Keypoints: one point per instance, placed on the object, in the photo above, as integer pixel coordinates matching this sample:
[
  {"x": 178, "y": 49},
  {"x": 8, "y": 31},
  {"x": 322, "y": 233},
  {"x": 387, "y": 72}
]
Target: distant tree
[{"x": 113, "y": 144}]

■ ■ ■ ■ ■ ■ ■

Word for word, repeat each entry from the listing above.

Keypoints: one point per instance, placed on the object, in the photo above, as integer pixel coordinates matching this sample:
[
  {"x": 178, "y": 49},
  {"x": 8, "y": 31},
  {"x": 322, "y": 233},
  {"x": 387, "y": 72}
]
Target: distant tree
[{"x": 113, "y": 144}]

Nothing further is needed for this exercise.